- _TASK REQUIREMENTS_
Please turn all the records below into a numbered list, one line per entry, leaving out any blank lines.

- _MATERIAL PROVIDED_
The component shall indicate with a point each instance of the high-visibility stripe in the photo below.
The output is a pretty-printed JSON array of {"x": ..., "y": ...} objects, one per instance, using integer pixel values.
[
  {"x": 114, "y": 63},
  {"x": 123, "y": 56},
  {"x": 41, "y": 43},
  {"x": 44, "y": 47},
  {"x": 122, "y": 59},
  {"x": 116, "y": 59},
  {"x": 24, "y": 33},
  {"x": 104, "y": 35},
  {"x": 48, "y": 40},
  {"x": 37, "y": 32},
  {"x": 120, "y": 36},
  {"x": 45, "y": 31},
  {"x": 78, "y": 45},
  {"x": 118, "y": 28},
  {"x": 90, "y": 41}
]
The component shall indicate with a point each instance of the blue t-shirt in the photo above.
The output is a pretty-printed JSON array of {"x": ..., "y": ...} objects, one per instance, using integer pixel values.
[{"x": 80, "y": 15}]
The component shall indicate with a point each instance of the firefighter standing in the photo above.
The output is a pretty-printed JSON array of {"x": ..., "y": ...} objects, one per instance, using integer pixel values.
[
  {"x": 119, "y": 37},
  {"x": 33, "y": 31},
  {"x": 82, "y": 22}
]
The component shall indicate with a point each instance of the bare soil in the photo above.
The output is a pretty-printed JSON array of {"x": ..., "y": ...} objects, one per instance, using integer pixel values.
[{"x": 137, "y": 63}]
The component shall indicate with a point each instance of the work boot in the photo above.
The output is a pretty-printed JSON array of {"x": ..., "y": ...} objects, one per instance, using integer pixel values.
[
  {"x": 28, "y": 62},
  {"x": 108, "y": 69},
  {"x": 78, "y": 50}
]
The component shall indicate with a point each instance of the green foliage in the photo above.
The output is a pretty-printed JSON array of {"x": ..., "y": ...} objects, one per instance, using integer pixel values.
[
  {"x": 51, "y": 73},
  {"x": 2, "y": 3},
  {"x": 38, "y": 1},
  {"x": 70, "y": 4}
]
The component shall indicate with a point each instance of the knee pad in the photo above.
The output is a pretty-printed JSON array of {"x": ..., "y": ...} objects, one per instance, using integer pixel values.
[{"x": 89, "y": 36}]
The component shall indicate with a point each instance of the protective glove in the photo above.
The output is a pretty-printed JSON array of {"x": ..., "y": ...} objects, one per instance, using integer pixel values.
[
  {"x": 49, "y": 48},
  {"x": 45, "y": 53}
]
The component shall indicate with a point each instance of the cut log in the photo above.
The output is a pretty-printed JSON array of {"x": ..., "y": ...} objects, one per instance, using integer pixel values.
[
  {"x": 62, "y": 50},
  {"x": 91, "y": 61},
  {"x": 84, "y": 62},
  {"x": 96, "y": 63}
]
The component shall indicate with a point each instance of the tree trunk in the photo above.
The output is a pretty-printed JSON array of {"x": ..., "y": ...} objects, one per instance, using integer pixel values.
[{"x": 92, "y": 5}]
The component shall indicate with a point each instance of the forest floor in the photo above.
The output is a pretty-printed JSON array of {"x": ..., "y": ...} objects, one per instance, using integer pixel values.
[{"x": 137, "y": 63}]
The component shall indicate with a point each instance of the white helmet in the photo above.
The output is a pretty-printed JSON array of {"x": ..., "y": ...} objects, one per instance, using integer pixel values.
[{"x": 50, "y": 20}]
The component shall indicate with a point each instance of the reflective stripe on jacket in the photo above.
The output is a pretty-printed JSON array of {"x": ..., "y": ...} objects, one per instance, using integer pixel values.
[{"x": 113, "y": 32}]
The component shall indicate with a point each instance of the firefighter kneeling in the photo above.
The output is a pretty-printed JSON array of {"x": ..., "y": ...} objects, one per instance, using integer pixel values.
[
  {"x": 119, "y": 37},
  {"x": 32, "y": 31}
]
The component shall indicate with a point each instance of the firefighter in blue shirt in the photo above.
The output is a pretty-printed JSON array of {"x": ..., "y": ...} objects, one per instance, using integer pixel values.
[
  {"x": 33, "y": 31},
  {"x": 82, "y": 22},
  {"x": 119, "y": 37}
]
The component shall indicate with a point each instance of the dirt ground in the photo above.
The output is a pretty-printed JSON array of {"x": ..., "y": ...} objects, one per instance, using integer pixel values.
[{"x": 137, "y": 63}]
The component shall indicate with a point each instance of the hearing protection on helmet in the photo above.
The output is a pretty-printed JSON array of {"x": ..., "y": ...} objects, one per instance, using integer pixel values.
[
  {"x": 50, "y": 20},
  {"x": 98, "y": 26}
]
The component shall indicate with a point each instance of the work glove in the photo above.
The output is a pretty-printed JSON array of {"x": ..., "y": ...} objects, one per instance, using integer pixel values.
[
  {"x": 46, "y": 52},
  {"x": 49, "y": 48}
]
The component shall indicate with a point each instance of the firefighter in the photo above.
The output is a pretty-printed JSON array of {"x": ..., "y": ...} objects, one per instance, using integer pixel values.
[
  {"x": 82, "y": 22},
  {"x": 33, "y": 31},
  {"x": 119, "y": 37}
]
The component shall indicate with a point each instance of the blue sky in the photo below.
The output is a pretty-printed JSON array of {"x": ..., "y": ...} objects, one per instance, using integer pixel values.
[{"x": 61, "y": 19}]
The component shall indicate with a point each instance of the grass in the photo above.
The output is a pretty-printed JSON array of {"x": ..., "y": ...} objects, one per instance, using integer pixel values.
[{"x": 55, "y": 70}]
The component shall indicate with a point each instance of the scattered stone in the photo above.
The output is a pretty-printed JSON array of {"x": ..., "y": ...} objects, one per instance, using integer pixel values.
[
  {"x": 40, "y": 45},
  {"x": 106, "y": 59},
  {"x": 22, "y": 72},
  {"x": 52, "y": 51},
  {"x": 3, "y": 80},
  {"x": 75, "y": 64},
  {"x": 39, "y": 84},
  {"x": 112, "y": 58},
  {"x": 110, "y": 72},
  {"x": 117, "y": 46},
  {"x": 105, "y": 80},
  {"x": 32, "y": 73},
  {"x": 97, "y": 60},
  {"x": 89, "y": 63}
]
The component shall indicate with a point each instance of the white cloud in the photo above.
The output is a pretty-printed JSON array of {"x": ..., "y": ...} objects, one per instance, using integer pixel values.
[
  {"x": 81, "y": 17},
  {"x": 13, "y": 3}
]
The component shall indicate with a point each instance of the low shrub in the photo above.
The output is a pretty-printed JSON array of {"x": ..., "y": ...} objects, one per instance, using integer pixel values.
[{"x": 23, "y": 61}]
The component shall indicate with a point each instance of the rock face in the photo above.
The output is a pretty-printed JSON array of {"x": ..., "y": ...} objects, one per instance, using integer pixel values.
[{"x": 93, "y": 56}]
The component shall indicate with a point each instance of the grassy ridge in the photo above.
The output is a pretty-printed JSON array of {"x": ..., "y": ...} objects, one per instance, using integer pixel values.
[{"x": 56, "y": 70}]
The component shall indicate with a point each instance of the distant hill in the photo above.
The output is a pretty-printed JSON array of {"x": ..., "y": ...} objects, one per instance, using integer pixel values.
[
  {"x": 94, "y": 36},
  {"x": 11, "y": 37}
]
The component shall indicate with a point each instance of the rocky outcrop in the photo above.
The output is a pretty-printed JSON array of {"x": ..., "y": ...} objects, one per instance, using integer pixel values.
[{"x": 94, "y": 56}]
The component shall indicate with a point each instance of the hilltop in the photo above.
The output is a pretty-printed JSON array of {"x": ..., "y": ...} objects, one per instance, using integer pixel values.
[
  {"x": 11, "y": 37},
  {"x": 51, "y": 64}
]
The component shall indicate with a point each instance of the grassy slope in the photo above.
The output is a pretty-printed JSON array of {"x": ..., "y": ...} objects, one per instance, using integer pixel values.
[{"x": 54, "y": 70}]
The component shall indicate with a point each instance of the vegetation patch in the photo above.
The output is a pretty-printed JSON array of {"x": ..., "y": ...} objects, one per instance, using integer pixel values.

- _THE COMPLETED TASK_
1. The component shall indicate with a point each instance of the high-visibility stripe in the photo below.
2. The output is a pretty-printed JSON array of {"x": ..., "y": ...} objects, one per instance, using integer pixel values.
3. [
4.   {"x": 114, "y": 63},
5.   {"x": 123, "y": 56},
6.   {"x": 41, "y": 43},
7.   {"x": 44, "y": 47},
8.   {"x": 122, "y": 59},
9.   {"x": 116, "y": 59},
10.   {"x": 24, "y": 33},
11.   {"x": 104, "y": 35},
12.   {"x": 48, "y": 40},
13.   {"x": 37, "y": 32},
14.   {"x": 120, "y": 36},
15.   {"x": 45, "y": 31},
16.   {"x": 78, "y": 45},
17.   {"x": 118, "y": 28},
18.   {"x": 90, "y": 41}
19. ]
20. The component shall indicate with a point each instance of the blue t-shirt in the photo above.
21. The output is a pretty-printed JSON array of {"x": ..., "y": ...} objects, one per instance, using integer pixel values.
22. [{"x": 80, "y": 15}]
23. The component shall indicate with a point each instance of the firefighter standing in the photo above.
24. The output is a pretty-printed JSON array of {"x": ..., "y": ...} objects, one per instance, using integer pixel values.
25. [
26.   {"x": 119, "y": 37},
27.   {"x": 33, "y": 31},
28.   {"x": 82, "y": 22}
29. ]
30. The component shall indicate with a point each instance of the bare soil in the photo above.
31. The output is a pretty-printed JSON array of {"x": ..., "y": ...} objects, one per instance, using integer pixel values.
32. [{"x": 137, "y": 63}]
33. The component shall indicate with a point each instance of the work boot in the photo above.
34. The output is a pretty-printed JSON array of {"x": ..., "y": ...} objects, one per instance, using integer pixel values.
35. [
36.   {"x": 28, "y": 62},
37.   {"x": 108, "y": 69},
38.   {"x": 78, "y": 50}
39. ]
40. The component shall indicate with a point each instance of the green foliage in the photo above.
41. The output is a pretty-printed JSON array of {"x": ..., "y": ...} objects, one per instance, using integer pixel values.
42. [
43.   {"x": 51, "y": 73},
44.   {"x": 2, "y": 3},
45.   {"x": 38, "y": 1},
46.   {"x": 70, "y": 4}
47. ]
48. The component shall indicate with a point each instance of the knee pad in the photo above.
49. The output is a pretty-printed JSON array of {"x": ..., "y": ...} objects, one per instance, using integer pixel values.
50. [{"x": 89, "y": 36}]
51. The component shall indicate with a point each instance of the protective glove in the photo above.
52. The output is a pretty-printed JSON array of {"x": ..., "y": ...} objects, one per instance, using integer pixel values.
53. [
54.   {"x": 49, "y": 48},
55.   {"x": 45, "y": 53}
56. ]
57. The component shall indicate with a point each instance of the cut log in the photo above.
58. The output is a pretty-printed JSON array of {"x": ..., "y": ...} objects, one per instance, using integer pixel values.
59. [
60.   {"x": 62, "y": 50},
61.   {"x": 91, "y": 61},
62.   {"x": 84, "y": 62},
63.   {"x": 96, "y": 63}
64. ]
65. The component shall indicate with a point each instance of the tree trunk in the photo above.
66. The output is a pretty-printed JSON array of {"x": ..., "y": ...} objects, one per instance, using integer pixel values.
67. [{"x": 92, "y": 5}]
68. The component shall indicate with a point each instance of the forest floor in the photo above.
69. The output is a pretty-printed JSON array of {"x": ..., "y": ...} objects, one per instance, using integer pixel values.
70. [{"x": 137, "y": 63}]
71. The component shall indicate with a point each instance of the white helmet in the photo above.
72. The output is a pretty-printed JSON array of {"x": ..., "y": ...} objects, one per instance, using integer pixel values.
73. [{"x": 50, "y": 20}]
74. The component shall indicate with a point each instance of the reflective stripe on jacket in the photo above.
75. The output is a pretty-printed JSON array of {"x": ..., "y": ...} objects, one per instance, using integer pixel values.
76. [{"x": 113, "y": 32}]
77. The component shall indicate with a point each instance of the firefighter kneeling in the photo above.
78. The output is a pretty-printed JSON array of {"x": ..., "y": ...} objects, one per instance, using integer pixel values.
79. [
80.   {"x": 119, "y": 37},
81.   {"x": 32, "y": 31}
82. ]
83. The component shall indicate with a point each instance of the firefighter in blue shirt in the photo above.
84. The output is a pretty-printed JSON array of {"x": ..., "y": ...} objects, one per instance, using integer pixel values.
85. [
86.   {"x": 33, "y": 31},
87.   {"x": 82, "y": 22},
88.   {"x": 119, "y": 37}
89. ]
90. The component shall indicate with a point each instance of the dirt ground in the photo above.
91. The output is a pretty-printed JSON array of {"x": ..., "y": ...} objects, one per instance, using integer pixel values.
92. [{"x": 137, "y": 63}]
93. The component shall indicate with a point each instance of the hearing protection on helmet in the photo above.
94. The output is a pretty-printed JSON array of {"x": ..., "y": ...} objects, one per instance, using integer pixel values.
95. [
96.   {"x": 50, "y": 20},
97.   {"x": 98, "y": 26}
98. ]
99. The component shall indicate with a point each instance of the work glove in the photo above.
100. The output is a pretty-printed JSON array of {"x": ..., "y": ...} objects, one per instance, using integer pixel values.
101. [
102.   {"x": 46, "y": 52},
103.   {"x": 49, "y": 48}
104. ]
105. The component shall indicate with a point each instance of the firefighter in the photo above.
106. The output is a pretty-printed JSON array of {"x": ..., "y": ...} objects, one per instance, using integer pixel values.
107. [
108.   {"x": 82, "y": 22},
109.   {"x": 33, "y": 31},
110.   {"x": 119, "y": 37}
111. ]
112. The component shall indicate with a point each instance of the blue sky in the photo below.
113. The output is a pretty-printed JSON array of {"x": ..., "y": ...} objects, one per instance, using integer pixel values.
114. [{"x": 61, "y": 19}]
115. The component shall indicate with a point each instance of the grass in the photo above.
116. The output is a pretty-printed JSON array of {"x": ..., "y": ...} objects, one per instance, using integer pixel values.
117. [{"x": 55, "y": 70}]
118. The component shall indicate with a point each instance of the scattered stone in the photo above.
119. The output is a pretty-printed JSON array of {"x": ..., "y": ...} objects, one per instance, using integer pixel values.
120. [
121.   {"x": 40, "y": 45},
122.   {"x": 106, "y": 59},
123.   {"x": 22, "y": 72},
124.   {"x": 52, "y": 51},
125.   {"x": 3, "y": 80},
126.   {"x": 75, "y": 64},
127.   {"x": 39, "y": 84},
128.   {"x": 112, "y": 58},
129.   {"x": 110, "y": 72},
130.   {"x": 117, "y": 46},
131.   {"x": 105, "y": 80},
132.   {"x": 32, "y": 73},
133.   {"x": 97, "y": 60},
134.   {"x": 89, "y": 63}
135. ]
136. The component shall indicate with a point each instance of the white cloud in the photo above.
137. The output is a pretty-printed JSON array of {"x": ..., "y": ...} objects, one per instance, using integer pixel values.
138. [
139.   {"x": 81, "y": 17},
140.   {"x": 13, "y": 3}
141. ]
142. The component shall indicate with a point each instance of the low shrub in the photo above.
143. The output is a pretty-printed JSON array of {"x": ..., "y": ...} objects, one per instance, using integer pixel values.
144. [{"x": 23, "y": 61}]
145. The component shall indicate with a point each instance of the rock face in the photo above.
146. The output is a pretty-printed JSON array of {"x": ..., "y": ...} objects, one per instance, using integer pixel values.
147. [{"x": 93, "y": 56}]
148. The component shall indicate with a point each instance of the grassy ridge in the photo above.
149. The output is a pretty-printed JSON array of {"x": ..., "y": ...} objects, one per instance, using integer pixel values.
150. [{"x": 56, "y": 70}]
151. The component shall indicate with a point each instance of the distant hill in the photo above.
152. The output is a pretty-printed JSON array of {"x": ..., "y": ...} objects, one per instance, using integer pixel values.
153. [
154.   {"x": 94, "y": 36},
155.   {"x": 11, "y": 37}
156. ]
157. The component shall indicate with a point each instance of the rocky outcrop in the photo above.
158. The output is a pretty-printed JSON array of {"x": ..., "y": ...} objects, one per instance, using integer pixel values.
159. [{"x": 94, "y": 56}]
160. The component shall indicate with a point each instance of the hilltop in the photo above.
161. The output is a pretty-printed JSON array of {"x": ..., "y": ...} objects, one per instance, using integer pixel values.
162. [
163.   {"x": 11, "y": 37},
164.   {"x": 51, "y": 64}
165. ]
166. The component shall indicate with a point each instance of the grassy slope in the photo above.
167. The output is a pretty-printed JSON array of {"x": ..., "y": ...} objects, one per instance, using integer pixel values.
168. [{"x": 54, "y": 70}]
169. The component shall indicate with a point each instance of the vegetation patch in the photo above.
170. The output is a pretty-printed JSON array of {"x": ..., "y": ...} objects, one per instance, using integer pixel values.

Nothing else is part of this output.